• **Aim of the task**: Return all of the entries below verbatim, keeping every line unchanged.

Records
****

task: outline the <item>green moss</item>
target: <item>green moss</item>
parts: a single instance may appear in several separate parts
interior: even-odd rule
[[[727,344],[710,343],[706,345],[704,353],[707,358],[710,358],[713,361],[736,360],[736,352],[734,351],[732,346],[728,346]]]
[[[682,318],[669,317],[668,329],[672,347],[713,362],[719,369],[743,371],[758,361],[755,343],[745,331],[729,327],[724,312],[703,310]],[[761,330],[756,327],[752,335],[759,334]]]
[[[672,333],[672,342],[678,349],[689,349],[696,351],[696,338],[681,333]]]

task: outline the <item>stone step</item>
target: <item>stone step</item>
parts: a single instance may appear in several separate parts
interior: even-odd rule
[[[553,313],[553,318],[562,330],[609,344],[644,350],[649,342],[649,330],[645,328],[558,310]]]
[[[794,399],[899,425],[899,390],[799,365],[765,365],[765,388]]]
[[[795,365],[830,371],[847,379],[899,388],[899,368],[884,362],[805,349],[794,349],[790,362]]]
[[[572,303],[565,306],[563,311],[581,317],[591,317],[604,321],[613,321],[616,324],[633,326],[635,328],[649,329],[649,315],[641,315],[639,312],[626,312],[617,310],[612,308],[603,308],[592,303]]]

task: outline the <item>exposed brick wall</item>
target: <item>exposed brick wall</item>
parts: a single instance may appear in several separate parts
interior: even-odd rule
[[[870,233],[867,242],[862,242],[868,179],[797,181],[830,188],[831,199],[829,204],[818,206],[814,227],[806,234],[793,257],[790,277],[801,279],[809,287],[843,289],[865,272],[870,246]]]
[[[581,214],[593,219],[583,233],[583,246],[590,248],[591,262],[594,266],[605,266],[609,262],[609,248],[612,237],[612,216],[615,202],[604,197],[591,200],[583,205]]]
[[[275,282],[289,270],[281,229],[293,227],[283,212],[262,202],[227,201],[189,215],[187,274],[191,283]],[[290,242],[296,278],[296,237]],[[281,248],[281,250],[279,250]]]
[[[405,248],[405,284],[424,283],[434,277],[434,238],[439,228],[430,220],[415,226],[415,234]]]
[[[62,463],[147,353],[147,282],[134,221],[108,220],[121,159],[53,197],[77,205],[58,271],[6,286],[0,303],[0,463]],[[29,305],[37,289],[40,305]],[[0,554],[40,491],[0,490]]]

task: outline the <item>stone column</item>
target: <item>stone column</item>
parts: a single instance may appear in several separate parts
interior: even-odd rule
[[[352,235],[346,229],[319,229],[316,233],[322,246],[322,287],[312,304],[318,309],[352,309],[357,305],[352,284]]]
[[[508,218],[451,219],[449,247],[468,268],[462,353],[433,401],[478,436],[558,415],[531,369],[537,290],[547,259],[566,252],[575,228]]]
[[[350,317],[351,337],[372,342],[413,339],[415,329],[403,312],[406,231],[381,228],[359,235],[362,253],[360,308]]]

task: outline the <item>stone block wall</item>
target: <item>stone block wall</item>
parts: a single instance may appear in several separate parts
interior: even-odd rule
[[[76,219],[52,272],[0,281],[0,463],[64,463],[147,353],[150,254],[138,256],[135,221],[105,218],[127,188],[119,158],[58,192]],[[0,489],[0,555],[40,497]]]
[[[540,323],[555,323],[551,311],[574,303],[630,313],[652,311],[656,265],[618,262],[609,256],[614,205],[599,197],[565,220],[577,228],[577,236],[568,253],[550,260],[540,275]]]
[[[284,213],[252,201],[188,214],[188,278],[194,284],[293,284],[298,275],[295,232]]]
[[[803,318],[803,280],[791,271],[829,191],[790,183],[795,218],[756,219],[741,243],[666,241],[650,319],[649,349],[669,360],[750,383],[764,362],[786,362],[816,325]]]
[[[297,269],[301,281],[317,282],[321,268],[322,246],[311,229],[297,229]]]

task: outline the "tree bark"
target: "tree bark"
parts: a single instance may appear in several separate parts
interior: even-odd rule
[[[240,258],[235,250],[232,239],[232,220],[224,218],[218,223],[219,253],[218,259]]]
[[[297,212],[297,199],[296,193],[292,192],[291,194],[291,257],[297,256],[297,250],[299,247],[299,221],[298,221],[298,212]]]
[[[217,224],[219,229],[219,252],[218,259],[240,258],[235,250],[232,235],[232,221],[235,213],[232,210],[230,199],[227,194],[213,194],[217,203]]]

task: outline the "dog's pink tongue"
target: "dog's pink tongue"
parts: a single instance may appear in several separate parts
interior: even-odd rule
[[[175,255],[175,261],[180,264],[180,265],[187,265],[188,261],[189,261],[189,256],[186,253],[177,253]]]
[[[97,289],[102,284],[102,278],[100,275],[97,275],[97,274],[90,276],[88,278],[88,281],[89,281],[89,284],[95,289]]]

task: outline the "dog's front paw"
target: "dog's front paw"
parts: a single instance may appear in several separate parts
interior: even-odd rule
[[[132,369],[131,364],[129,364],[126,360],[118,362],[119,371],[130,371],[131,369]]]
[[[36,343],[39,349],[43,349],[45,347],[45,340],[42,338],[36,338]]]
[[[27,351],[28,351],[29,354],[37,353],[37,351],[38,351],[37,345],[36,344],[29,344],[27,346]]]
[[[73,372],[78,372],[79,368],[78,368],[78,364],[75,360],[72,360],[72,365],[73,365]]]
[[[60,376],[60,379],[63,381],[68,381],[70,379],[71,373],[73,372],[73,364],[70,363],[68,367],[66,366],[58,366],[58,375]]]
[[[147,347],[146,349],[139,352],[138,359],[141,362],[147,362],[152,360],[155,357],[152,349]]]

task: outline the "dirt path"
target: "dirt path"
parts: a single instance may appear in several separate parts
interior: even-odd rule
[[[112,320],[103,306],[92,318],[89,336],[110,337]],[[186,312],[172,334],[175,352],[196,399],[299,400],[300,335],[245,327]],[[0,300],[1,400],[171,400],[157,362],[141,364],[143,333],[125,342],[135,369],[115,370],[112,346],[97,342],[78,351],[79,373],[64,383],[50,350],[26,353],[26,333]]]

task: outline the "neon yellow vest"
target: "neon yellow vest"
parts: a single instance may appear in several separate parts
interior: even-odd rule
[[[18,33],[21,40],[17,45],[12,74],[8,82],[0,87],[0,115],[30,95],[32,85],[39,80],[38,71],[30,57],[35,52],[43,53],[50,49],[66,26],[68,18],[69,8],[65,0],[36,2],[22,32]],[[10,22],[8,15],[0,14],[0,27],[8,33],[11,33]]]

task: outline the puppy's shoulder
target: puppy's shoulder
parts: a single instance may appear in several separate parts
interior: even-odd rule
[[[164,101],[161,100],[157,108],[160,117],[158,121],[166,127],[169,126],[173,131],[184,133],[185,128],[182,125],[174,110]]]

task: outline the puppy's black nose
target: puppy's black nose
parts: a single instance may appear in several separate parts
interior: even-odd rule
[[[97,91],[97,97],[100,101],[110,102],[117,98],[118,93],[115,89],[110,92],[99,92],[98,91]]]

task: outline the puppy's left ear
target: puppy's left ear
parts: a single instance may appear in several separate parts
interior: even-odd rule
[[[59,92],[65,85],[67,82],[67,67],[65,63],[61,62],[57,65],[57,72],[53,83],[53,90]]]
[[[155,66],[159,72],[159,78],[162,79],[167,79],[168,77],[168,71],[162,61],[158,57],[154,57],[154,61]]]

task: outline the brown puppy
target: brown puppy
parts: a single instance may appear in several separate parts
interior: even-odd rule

****

• **Exercise response**:
task: outline the <item>green moss</item>
target: <item>green moss</item>
parts: a single instance may appear in several separate parts
interior: even-odd rule
[[[727,344],[710,343],[706,345],[704,353],[707,358],[710,358],[713,361],[736,360],[736,352],[734,351],[732,346],[728,346]]]
[[[682,318],[669,317],[668,329],[672,347],[713,362],[719,369],[743,371],[758,361],[755,343],[745,331],[729,327],[724,312],[703,310]],[[761,330],[756,327],[752,335],[759,334]]]
[[[672,333],[672,342],[678,349],[689,349],[696,351],[696,338],[681,333]]]

task: outline the <item>stone step</item>
target: <item>stone step</item>
parts: a single instance may appear in several separate parts
interior: even-odd rule
[[[553,313],[553,318],[562,330],[609,344],[644,350],[649,342],[649,330],[645,328],[558,310]]]
[[[794,399],[899,425],[899,390],[799,365],[765,365],[765,388]]]
[[[795,365],[830,371],[847,379],[899,388],[899,368],[884,362],[805,349],[794,349],[790,362]]]
[[[572,303],[565,306],[563,311],[581,317],[591,317],[604,321],[613,321],[616,324],[633,326],[635,328],[649,329],[649,315],[641,315],[639,312],[626,312],[617,310],[612,308],[603,308],[592,303]]]

task: outline the <item>exposed brick wall</item>
target: <item>exposed brick wall</item>
parts: a single instance may appear in several separate parts
interior: even-odd rule
[[[870,233],[867,242],[862,242],[868,179],[797,181],[830,188],[831,199],[829,204],[818,206],[814,227],[806,234],[793,257],[790,277],[801,279],[809,287],[843,289],[865,272],[870,246]]]
[[[581,214],[593,219],[583,233],[583,246],[590,248],[591,262],[594,266],[605,266],[609,262],[609,248],[612,237],[612,216],[615,202],[604,197],[591,200],[583,205]]]
[[[275,282],[289,270],[281,229],[293,227],[283,212],[262,202],[227,201],[189,215],[187,274],[191,283]],[[290,242],[296,278],[296,237]],[[281,248],[281,250],[279,250]]]
[[[405,248],[405,284],[424,283],[434,277],[434,238],[439,228],[430,220],[415,226],[415,234]]]
[[[62,463],[147,353],[147,282],[134,221],[108,220],[121,159],[53,197],[77,205],[58,271],[6,286],[0,303],[0,463]],[[29,305],[37,289],[40,305]],[[0,554],[40,491],[0,490]]]

task: outline the <item>stone column</item>
target: <item>stone column</item>
parts: a single instance may appear in several separate parts
interior: even-odd rule
[[[352,235],[346,229],[319,229],[316,233],[322,246],[322,287],[312,304],[318,309],[352,309],[357,305],[352,284]]]
[[[508,218],[451,219],[449,247],[468,268],[462,353],[433,401],[478,436],[558,415],[531,369],[537,290],[547,259],[566,252],[575,228]]]
[[[350,317],[351,337],[372,342],[413,339],[415,329],[403,312],[406,231],[381,228],[359,235],[362,253],[360,308]]]

task: outline the <item>stone block wall</item>
target: <item>stone block wall</item>
parts: a single instance may appear in several separate parts
interior: even-odd rule
[[[76,219],[52,272],[0,281],[0,463],[64,463],[147,353],[150,254],[138,256],[135,221],[105,218],[127,188],[119,158],[58,192]],[[0,489],[0,555],[40,497]]]
[[[540,323],[555,323],[551,311],[574,303],[630,313],[652,311],[656,265],[618,262],[609,256],[614,205],[599,197],[565,220],[577,228],[577,236],[568,253],[550,260],[540,275]]]
[[[284,213],[252,201],[188,214],[188,278],[194,284],[293,284],[298,275],[295,232]]]
[[[803,318],[803,280],[791,271],[829,191],[790,183],[795,218],[756,219],[741,243],[666,241],[650,319],[649,349],[669,360],[750,383],[764,362],[786,362],[816,325]]]
[[[297,269],[301,281],[317,282],[321,268],[322,246],[311,229],[297,229]]]

task: outline the "tree bark"
target: "tree bark"
parts: a single instance may appear in several separate parts
interior: even-odd rule
[[[240,258],[235,250],[232,239],[232,220],[224,218],[218,223],[219,253],[218,259]]]
[[[297,212],[297,199],[296,193],[292,192],[291,194],[291,257],[297,256],[297,250],[299,247],[299,221],[298,221],[298,212]]]
[[[217,224],[219,229],[219,252],[218,259],[240,258],[235,250],[232,235],[232,221],[235,213],[232,210],[230,199],[227,194],[213,194],[217,203]]]

task: outline the "dog's pink tongue"
target: "dog's pink tongue"
parts: a single instance may appear in several separate parts
interior: even-odd rule
[[[175,255],[175,261],[180,264],[180,265],[187,265],[188,261],[189,261],[189,256],[186,253],[177,253]]]
[[[97,289],[102,284],[102,278],[100,275],[97,275],[97,274],[90,276],[88,278],[88,281],[89,281],[89,284],[95,289]]]

task: outline the "dog's front paw"
target: "dog's front paw"
parts: a single instance may appear in several separate parts
interior: even-odd rule
[[[132,369],[131,364],[129,364],[126,360],[118,362],[119,371],[130,371],[131,369]]]
[[[36,343],[39,349],[43,349],[45,347],[45,340],[42,338],[36,338]]]
[[[27,351],[28,351],[29,354],[37,353],[37,351],[38,351],[37,345],[36,344],[29,344],[27,346]]]
[[[73,372],[78,372],[79,368],[78,368],[78,364],[75,360],[72,360],[72,365],[73,365]]]
[[[60,376],[60,379],[63,381],[68,381],[70,379],[71,373],[73,372],[73,364],[70,363],[68,367],[66,366],[58,366],[58,375]]]
[[[147,347],[146,349],[139,352],[138,359],[141,362],[147,362],[152,360],[155,357],[152,349]]]

task: outline the "dirt path"
target: "dirt path"
parts: a single instance may appear in several separate parts
interior: even-odd rule
[[[112,320],[103,306],[92,318],[89,336],[110,337]],[[186,312],[172,334],[175,352],[196,399],[299,400],[300,335],[245,327]],[[0,300],[1,400],[171,400],[157,362],[141,364],[143,333],[125,342],[135,369],[115,370],[112,346],[97,342],[78,351],[79,373],[64,383],[50,350],[26,353],[26,333]]]

task: outline the "neon yellow vest"
target: "neon yellow vest"
parts: a single instance may appear in several separate parts
interior: even-odd rule
[[[18,33],[21,40],[17,45],[12,74],[8,82],[0,87],[0,115],[30,95],[32,85],[39,80],[38,71],[30,57],[35,52],[43,53],[50,49],[66,26],[68,18],[69,8],[65,0],[36,2],[22,32]],[[10,22],[8,15],[0,14],[0,27],[8,33],[11,33]]]

task: outline the puppy's shoulder
target: puppy's shoulder
parts: a single instance may appear in several separate parts
interior: even-odd rule
[[[164,101],[161,100],[157,108],[160,117],[158,121],[166,127],[169,126],[173,131],[184,133],[185,128],[182,125],[174,110]]]

task: outline the puppy's black nose
target: puppy's black nose
parts: a single instance may appear in several separate parts
interior: even-odd rule
[[[97,91],[97,97],[100,101],[110,102],[117,98],[118,93],[115,89],[110,92],[99,92],[98,91]]]

task: outline the puppy's left ear
target: puppy's left ear
parts: a single instance may appear in several separate parts
interior: even-odd rule
[[[59,92],[65,85],[67,82],[67,67],[65,63],[61,62],[57,65],[57,72],[53,83],[53,90]]]
[[[155,66],[159,72],[159,78],[162,79],[167,79],[168,77],[168,71],[162,61],[158,57],[154,57],[154,61]]]

task: outline the brown puppy
target: brown puppy
parts: a single instance may appear in several separate parts
interior: even-odd rule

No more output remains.